───── Records shown ─────

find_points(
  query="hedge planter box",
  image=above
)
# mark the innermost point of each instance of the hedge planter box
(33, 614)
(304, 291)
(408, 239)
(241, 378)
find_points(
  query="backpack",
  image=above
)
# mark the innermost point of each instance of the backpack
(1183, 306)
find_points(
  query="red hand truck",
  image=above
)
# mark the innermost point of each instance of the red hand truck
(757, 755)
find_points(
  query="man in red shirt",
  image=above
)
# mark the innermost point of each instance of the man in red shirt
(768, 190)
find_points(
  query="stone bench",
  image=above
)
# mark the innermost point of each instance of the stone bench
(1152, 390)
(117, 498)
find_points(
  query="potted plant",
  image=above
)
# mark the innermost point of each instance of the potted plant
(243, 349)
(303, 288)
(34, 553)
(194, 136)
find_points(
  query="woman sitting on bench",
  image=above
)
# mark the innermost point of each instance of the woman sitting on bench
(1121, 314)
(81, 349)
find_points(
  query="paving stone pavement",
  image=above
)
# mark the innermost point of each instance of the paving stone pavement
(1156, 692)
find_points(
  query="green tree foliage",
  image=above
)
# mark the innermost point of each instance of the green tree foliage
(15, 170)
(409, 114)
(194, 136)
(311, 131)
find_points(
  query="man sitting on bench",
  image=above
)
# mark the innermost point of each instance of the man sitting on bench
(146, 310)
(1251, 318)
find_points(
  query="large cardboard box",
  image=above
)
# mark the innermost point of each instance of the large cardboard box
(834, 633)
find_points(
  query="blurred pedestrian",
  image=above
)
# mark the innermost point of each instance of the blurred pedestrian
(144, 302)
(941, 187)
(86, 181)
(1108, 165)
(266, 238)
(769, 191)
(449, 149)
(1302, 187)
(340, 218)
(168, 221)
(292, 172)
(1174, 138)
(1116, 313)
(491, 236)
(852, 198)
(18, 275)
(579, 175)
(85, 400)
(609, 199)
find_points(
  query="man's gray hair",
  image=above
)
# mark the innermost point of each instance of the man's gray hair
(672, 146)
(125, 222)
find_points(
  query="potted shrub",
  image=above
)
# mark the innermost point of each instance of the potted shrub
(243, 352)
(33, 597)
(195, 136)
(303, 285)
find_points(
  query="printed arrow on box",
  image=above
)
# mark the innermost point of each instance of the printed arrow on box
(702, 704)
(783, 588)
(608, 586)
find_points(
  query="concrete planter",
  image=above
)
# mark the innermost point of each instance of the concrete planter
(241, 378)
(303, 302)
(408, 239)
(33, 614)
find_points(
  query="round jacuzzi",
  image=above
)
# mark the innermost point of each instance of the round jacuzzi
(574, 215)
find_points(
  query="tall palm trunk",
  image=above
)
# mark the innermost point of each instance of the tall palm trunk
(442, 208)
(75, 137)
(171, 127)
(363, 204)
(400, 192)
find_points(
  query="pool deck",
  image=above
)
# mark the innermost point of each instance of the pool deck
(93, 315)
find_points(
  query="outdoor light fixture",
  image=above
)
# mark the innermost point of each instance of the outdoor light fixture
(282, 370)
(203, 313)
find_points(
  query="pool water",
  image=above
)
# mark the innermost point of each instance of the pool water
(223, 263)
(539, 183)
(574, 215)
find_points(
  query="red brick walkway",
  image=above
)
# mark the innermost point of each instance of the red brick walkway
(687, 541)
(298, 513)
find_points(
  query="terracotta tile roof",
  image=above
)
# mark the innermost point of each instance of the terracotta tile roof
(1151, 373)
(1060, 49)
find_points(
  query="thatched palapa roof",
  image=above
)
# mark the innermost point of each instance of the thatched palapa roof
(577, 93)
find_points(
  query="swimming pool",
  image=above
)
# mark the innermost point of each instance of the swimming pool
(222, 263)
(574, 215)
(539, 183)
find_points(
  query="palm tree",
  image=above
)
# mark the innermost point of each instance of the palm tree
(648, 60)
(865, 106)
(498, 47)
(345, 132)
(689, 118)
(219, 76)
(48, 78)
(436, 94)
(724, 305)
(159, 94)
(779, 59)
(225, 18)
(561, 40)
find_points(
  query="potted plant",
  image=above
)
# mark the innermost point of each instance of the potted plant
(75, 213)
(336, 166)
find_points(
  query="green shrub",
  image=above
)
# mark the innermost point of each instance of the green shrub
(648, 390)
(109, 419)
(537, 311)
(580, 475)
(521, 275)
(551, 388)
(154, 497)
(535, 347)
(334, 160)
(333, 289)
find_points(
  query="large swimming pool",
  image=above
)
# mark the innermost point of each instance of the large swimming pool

─────

Goal: Copy all the records above precisely.

Written solution:
find_points(
  query="hedge planter box",
  image=above
)
# mark the innermost point of each instance of the hedge planter box
(33, 614)
(304, 291)
(408, 239)
(241, 378)
find_points(
  query="backpack",
  image=above
)
# mark the innermost point of each instance of the backpack
(1183, 306)
find_points(
  query="red hand truck",
  image=above
)
# mark the innermost point of each instance of the red hand truck
(757, 755)
find_points(
  query="man in red shirt",
  image=above
)
# mark the innermost point of each instance of the man in red shirt
(768, 190)
find_points(
  query="stone bench",
  image=above
)
# mark the innermost point of each instance of the stone bench
(1152, 390)
(117, 498)
find_points(
  query="potted plant",
  image=above
)
# mark the innermost point of each instance of the potted plant
(243, 349)
(303, 288)
(34, 553)
(194, 136)
find_points(
  query="woman sitting on bench",
  image=above
)
# mark the innermost point of each instance of the woman sitting on bench
(1121, 314)
(81, 349)
find_points(
  query="paving stone pavement",
  image=above
)
# mark the innermost point of each instance of the paving stone pavement
(1156, 692)
find_points(
  query="green tree foliage",
  image=above
)
# mark the innermost point of each instance of the green tree foliage
(15, 170)
(409, 114)
(194, 136)
(311, 131)
find_points(
  query="man sitting on bench",
  image=above
)
# mark the innermost point of each instance of the man sitting on bench
(146, 310)
(1251, 318)
find_points(
  query="large cardboard box",
  image=above
)
# mark the innermost point of each instance of the large cardboard box
(834, 633)
find_points(
  query="blurred pedestrian",
  image=above
)
# mark the innermost point of each instance of the blurred pedestrian
(144, 302)
(941, 187)
(86, 181)
(1108, 165)
(266, 238)
(769, 191)
(449, 149)
(1302, 187)
(340, 218)
(168, 221)
(292, 172)
(1174, 138)
(1116, 313)
(491, 236)
(852, 198)
(18, 275)
(579, 175)
(85, 400)
(609, 199)
find_points(
  query="man's gray hair",
  image=above
)
# mark the innermost point of each instance of the man's gray hair
(672, 146)
(125, 222)
find_points(
  query="potted shrub",
  image=above
)
# mark the innermost point of each instance of the potted shrub
(243, 352)
(33, 597)
(195, 136)
(303, 285)
find_points(
  query="printed arrow on box",
  image=above
)
# mark the innermost point of each instance of the printed arrow on box
(702, 704)
(783, 588)
(608, 586)
find_points(
  query="concrete planter",
  image=above
)
# mark the innermost point of each instance of the concrete planter
(241, 378)
(303, 302)
(408, 239)
(33, 614)
find_points(
  query="round jacuzzi",
  image=above
)
# mark the innermost point of each instance of the round jacuzzi
(574, 215)
find_points(
  query="tall palm trunk",
  image=above
)
# mark the innermost point of each instance of the tall palm trunk
(442, 208)
(75, 137)
(171, 127)
(363, 204)
(400, 192)
find_points(
  query="pool deck",
  image=above
)
# mark the innermost point of each instance of the pool deck
(93, 315)
find_points(
  query="outdoor light fixture",
  image=above
)
# mark the innermost point of each instance of the outdoor light fixture
(282, 370)
(203, 313)
find_points(
  query="pool water",
  image=above
)
# mark the innermost point of each instance of the pool water
(223, 263)
(539, 183)
(574, 215)
find_points(
  query="red brick walkway",
  image=above
)
# mark the innermost point of each instance of the red brick walkway
(687, 541)
(298, 513)
find_points(
  query="terracotta tile roof",
  image=above
)
# mark the innermost point of each instance of the terracotta tile roof
(1151, 373)
(1060, 49)
find_points(
  query="thatched palapa roof",
  image=above
)
# mark the innermost point of each instance of the thatched palapa roof
(577, 93)
find_points(
  query="swimming pool",
  image=above
)
# mark the innermost point of each instance of the swimming pool
(222, 263)
(574, 215)
(539, 183)
find_points(
  query="palm tree",
  image=above
)
# mark the innermost point of each instance of the palm tree
(648, 60)
(865, 106)
(498, 47)
(345, 132)
(689, 118)
(219, 76)
(48, 78)
(436, 94)
(724, 305)
(159, 94)
(779, 59)
(225, 18)
(561, 40)
find_points(
  query="potted plant",
  image=above
)
# mark the innermost point of each instance of the potted plant
(75, 213)
(336, 166)
find_points(
  query="green shrub",
  image=above
)
# mark the innermost point of each instance of the green shrub
(648, 390)
(109, 419)
(537, 311)
(580, 475)
(521, 275)
(551, 388)
(154, 497)
(535, 347)
(334, 160)
(333, 289)
find_points(
  query="large swimming pool",
  image=above
)
# mark the innermost point of each instance of the large swimming pool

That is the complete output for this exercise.